■ **GOAL**: Turn the part of the records below that opens with the line containing "Please put a point on each instance of the sugar" and runs through the end of the records into a numbered list. Leave out any blank lines.

--- Begin DATA LINES ---

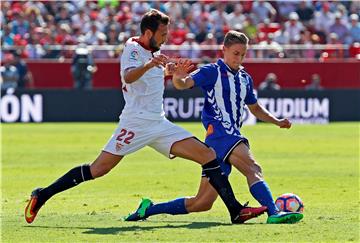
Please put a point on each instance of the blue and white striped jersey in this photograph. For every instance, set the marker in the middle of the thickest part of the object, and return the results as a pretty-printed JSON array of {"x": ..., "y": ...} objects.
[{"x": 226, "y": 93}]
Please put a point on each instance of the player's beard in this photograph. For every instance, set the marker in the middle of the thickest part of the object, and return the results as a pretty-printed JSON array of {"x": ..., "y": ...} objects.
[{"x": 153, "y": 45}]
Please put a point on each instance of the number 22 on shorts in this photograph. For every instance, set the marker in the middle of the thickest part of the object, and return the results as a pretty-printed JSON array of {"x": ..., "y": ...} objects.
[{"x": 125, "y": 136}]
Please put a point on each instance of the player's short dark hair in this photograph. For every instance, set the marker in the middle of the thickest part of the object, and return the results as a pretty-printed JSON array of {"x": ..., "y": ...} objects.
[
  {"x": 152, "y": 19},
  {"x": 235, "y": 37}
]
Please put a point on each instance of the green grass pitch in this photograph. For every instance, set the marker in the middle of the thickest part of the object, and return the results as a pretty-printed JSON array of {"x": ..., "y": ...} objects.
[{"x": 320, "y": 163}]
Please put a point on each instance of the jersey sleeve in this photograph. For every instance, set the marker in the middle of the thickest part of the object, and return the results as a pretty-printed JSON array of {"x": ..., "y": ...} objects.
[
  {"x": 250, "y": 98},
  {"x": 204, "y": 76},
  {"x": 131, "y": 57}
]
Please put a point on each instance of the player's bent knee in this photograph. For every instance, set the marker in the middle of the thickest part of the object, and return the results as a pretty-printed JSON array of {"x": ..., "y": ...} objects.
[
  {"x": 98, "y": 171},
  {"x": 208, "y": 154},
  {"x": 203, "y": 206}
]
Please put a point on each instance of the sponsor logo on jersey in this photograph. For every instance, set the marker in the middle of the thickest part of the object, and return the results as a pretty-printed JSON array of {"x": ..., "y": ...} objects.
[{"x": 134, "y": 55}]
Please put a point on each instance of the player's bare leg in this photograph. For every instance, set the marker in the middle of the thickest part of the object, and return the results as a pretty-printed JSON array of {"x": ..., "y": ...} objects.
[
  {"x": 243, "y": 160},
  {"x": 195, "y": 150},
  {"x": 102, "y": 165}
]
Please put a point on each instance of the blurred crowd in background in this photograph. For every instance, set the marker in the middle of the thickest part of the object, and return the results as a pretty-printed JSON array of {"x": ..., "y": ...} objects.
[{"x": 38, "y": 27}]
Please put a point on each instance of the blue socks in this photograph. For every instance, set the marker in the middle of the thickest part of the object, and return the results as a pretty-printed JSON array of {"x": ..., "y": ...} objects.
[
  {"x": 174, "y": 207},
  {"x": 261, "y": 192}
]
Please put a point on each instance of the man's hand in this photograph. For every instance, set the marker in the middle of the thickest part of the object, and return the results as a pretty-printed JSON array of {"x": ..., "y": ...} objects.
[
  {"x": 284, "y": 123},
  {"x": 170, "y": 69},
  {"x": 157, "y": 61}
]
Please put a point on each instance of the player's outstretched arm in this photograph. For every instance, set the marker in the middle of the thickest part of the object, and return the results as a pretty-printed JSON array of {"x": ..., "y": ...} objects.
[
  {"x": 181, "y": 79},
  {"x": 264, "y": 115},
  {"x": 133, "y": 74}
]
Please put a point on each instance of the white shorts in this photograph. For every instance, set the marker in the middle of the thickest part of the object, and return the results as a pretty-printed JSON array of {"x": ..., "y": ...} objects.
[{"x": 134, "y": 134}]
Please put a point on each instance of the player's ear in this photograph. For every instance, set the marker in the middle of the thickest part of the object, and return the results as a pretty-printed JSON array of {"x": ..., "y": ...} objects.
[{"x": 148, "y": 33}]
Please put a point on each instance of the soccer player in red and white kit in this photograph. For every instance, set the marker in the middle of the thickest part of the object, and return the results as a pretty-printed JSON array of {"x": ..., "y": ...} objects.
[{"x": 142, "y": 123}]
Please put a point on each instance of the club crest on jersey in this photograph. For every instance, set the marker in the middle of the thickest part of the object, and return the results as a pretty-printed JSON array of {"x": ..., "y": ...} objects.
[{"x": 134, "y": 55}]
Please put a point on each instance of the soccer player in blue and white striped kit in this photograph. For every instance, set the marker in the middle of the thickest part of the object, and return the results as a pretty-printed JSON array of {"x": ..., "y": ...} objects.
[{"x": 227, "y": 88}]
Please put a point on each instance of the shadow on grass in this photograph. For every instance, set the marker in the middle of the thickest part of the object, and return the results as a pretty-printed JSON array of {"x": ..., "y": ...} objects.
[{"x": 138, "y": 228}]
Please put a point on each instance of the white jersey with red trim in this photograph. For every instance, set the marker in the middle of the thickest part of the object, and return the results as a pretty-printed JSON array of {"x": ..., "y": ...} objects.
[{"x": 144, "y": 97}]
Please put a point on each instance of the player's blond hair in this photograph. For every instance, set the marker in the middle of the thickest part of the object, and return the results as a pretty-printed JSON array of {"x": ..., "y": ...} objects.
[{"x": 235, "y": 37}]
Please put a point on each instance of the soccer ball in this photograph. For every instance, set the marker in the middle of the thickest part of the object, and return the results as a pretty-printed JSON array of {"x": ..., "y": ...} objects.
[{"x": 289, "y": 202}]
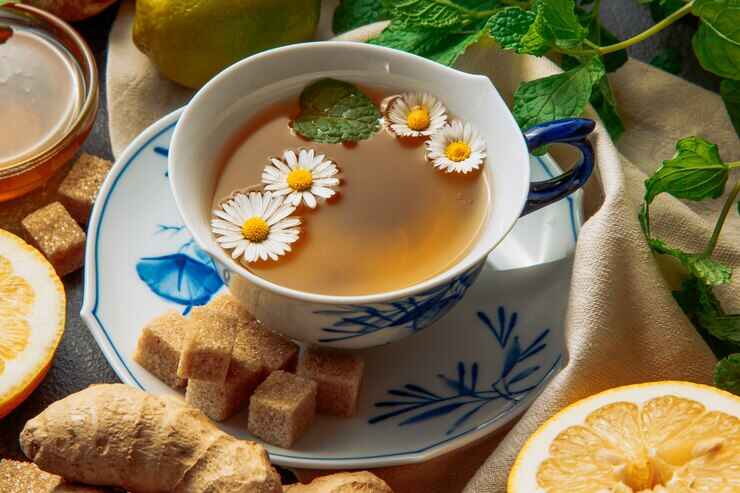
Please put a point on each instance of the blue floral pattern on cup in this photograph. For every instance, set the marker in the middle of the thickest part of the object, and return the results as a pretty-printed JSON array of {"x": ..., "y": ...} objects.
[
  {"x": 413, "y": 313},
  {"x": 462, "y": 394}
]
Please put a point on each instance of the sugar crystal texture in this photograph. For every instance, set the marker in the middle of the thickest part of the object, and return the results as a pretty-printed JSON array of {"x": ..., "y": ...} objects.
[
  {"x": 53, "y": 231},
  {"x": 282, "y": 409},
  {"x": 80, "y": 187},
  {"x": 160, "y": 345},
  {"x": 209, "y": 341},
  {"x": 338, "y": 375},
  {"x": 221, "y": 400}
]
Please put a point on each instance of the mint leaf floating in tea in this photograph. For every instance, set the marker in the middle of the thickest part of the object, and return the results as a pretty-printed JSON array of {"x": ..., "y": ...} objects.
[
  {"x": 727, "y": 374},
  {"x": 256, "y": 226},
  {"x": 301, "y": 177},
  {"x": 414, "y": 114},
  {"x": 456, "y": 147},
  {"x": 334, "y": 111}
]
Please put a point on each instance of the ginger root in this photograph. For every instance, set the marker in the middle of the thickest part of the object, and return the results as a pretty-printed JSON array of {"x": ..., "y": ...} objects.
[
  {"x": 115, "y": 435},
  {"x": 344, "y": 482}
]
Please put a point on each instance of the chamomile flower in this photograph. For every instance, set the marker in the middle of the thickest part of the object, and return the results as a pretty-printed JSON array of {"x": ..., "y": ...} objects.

--- End DATA LINES ---

■ **WRITTEN ANSWER**:
1. Please put a point on each instance of the sugar crystal texture in this photograph. For every instance, set the marker in the middle of the thickest part of the object, and return the results as a pretty-printed JSON array of {"x": ..., "y": ...} objects.
2. [
3.   {"x": 53, "y": 231},
4.   {"x": 282, "y": 409},
5.   {"x": 80, "y": 187},
6.   {"x": 160, "y": 345},
7.   {"x": 209, "y": 341},
8.   {"x": 338, "y": 375},
9.   {"x": 221, "y": 400}
10. ]
11. Please put a point on each instance of the mint leaf floating in tea in this photograph. For every instance, set the marker in the middle of the thickest part of the object, and return the results as a pretty-printed JSON array of {"x": ..., "y": ...} objects.
12. [
13.   {"x": 727, "y": 374},
14.   {"x": 256, "y": 226},
15.   {"x": 301, "y": 177},
16.   {"x": 414, "y": 114},
17.   {"x": 456, "y": 147},
18.   {"x": 334, "y": 111}
19. ]
20. Please put a point on each instance of the ginger root in this photograph. For every instance, set the marker in the middle of the thickest part of the object, and return the results as a pretty-printed JSON array of {"x": ..., "y": ...} objects.
21. [
22.   {"x": 115, "y": 435},
23.   {"x": 344, "y": 482}
24. ]
25. Please put a point on each instance of the chamomile flower in this photograph. For every instance, set the marker in the middle of the thickest part of the object, and return the results as a pretty-printed JSON array of {"x": ..., "y": ...} objects.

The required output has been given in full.